======== Trecho fornecido
A reconstituição biliar foi realizada, sempre que possível, com anastomose término-terminal entre o ducto hepático direito ou esquerdo do doador e o ducto hepático equivalente do receptor. Na presença de mais de um ducto biliar do doador, procedia-se, sempre que possível, à ductoplastia (secção do septo entre os ductos) para unificar os ductos e posteriormente, realizar uma única anastomose. Na impossibilidade de realizar ductoplastia, eram confeccionadas duas ou três anastomoses com o ducto biliar do receptor ou hepaticojejunostomia. Nos casos de possibilidade de tensão na anastomose e nos receptores com colangite esclerosante primária, a hepaticojejunostomia era o procedimento de escolha. Para a confecção desta anastomose, a primeira alça jejunal era seccionada e a sua bôca distal fechada com poligalactina 3-0, com sutura contínua em dois planos. A anastomose entre um ou mais ductos hepáticos e a alça distal foi realizada de maneira término-terminal com fio de polidioxanona. A alça proximal foi anastomosada de maneira término-terminal ao jejuno, a cerca de 40 cm da anastomose hepaticojejunal, com poligalactina 3-0, em dois planos.

Todas as anastomoses foram confeccionadas com o auxílio de lupa de magnificação de 3,5 de aumento. Drenagem biliar não foi utilizada em nenhum paciente. Dreno suctor duplo de grosso calibre foi colocado de rotina no espaço subfrênico e no hilo hepático. Todos os doadores e receptores eram submetidos a colangiorressonância no pré-operatório. Colangiografia per-operatória não foi realizada de rotina.

A imunossupressão utilizada consistia de tacrolimus (n = 42) ou ciclosporina (n = 7) com corticóide. Dois pacientes não receberam inibidores da calcineurina por apresentarem insuficiência renal no pós-operatório imediato e terem morrido precocemente.
================
Tarefas propostas ->
[A] Indique se cada afirmação está de acordo com o trecho sobre a reconstituição biliar, respondendo sim ou não e citando literalmente as palavras do trecho que decidem a questão: (i) a drenagem biliar foi empregada em parte dos pacientes; (ii) nos receptores com colangite esclerosante primária, a hepaticojejunostomia era o procedimento de escolha; (iii) a colangiografia per-operatória era realizada de rotina.
[B] Redija a continuação do trecho sobre a reconstituição biliar e a imunossupressão, começando logo após a última frase apresentada.
Os dados apresentados adiante não têm relação alguma com o trecho fornecido.
======== Dados extraídos
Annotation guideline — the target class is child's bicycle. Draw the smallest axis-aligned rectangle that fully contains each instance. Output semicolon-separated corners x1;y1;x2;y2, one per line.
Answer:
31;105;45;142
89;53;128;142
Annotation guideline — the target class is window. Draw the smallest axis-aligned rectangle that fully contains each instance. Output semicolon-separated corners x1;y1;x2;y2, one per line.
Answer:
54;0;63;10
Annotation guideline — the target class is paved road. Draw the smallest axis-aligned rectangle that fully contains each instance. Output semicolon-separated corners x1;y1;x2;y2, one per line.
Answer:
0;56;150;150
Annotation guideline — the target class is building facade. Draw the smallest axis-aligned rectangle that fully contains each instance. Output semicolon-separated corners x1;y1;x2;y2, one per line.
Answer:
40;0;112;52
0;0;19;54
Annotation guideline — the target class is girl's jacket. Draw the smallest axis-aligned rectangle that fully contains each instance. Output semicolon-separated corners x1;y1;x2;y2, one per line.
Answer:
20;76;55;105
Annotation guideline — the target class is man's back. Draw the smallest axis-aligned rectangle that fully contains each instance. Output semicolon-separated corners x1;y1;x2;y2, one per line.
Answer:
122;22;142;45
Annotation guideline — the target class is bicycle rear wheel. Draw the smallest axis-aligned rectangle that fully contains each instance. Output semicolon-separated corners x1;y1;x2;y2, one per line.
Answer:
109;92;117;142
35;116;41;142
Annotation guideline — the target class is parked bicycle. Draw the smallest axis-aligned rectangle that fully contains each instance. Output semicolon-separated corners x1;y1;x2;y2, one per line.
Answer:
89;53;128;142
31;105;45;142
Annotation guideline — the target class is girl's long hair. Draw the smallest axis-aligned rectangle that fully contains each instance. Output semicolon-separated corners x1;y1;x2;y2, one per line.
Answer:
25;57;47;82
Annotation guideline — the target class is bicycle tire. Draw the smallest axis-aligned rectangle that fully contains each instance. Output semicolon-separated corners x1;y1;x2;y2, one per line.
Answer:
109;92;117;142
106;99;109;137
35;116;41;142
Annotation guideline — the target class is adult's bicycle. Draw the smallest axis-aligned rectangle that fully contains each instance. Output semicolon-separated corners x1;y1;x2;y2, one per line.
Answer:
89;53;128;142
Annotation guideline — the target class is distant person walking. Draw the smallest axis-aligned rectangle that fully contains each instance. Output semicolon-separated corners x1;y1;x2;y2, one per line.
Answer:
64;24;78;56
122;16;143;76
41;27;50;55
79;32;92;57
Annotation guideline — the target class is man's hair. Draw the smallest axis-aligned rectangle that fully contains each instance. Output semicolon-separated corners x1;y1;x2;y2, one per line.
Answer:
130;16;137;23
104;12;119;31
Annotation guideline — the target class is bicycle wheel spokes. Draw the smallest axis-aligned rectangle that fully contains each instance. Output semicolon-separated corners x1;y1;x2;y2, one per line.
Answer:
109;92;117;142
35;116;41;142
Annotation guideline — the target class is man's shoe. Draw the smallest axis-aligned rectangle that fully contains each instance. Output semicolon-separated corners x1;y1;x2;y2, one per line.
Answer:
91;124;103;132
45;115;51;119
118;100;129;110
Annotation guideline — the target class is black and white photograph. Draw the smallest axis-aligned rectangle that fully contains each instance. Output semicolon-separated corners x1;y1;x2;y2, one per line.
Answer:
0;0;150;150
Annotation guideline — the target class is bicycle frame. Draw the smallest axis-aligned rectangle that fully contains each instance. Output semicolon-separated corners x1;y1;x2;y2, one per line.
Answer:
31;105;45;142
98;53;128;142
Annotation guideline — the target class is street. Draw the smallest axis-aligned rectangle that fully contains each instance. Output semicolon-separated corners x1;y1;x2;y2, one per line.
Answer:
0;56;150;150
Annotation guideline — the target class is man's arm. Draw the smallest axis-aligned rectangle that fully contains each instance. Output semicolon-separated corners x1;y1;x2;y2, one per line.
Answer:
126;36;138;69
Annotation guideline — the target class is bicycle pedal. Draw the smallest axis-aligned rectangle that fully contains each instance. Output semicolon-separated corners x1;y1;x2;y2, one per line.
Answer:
================
Conjunto de respostas ->
[A]
(i) Não: "Drenagem biliar não foi utilizada em nenhum paciente."
(ii) Sim: "Nos casos de possibilidade de tensão na anastomose e nos receptores com colangite esclerosante primária, a hepaticojejunostomia era o procedimento de escolha."
(iii) Não: "Colangiografia per-operatória não foi realizada de rotina."

[B]
Os prontuários eletrônicos contendo todos os dados dos receptores de THI foram avaliados retrospectivamente. Foram obtidos dados de anamnese, exame físico, exames complementares, anatomia das vias biliares e vasos hepáticos e os de reconstituição cirúrgica destas estruturas.

As variáveis analisadas incluíram: presença e o tipo de anomalia da via biliar, o tipo de reconstituição da via biliar, presença de complicações vasculares e biliares e o método e resultado do tratamento das complicações biliares. Considerou- se como anatomia normal da via biliar, quando o ducto hepático comum era formado pela união de um ducto biliar esquerdo com um direito no hilo hepático, com o ducto cístico sendo tributário do hepático comum12. O diagnóstico de complicação biliar foi estabelecido por dados clínicos, laboratoriais e de exames de imagem. O diagnóstico de trombose da artéria hepática foi estabelecido inicialmente por ultra-sonografia de Doppler e confirmado por arteriografia.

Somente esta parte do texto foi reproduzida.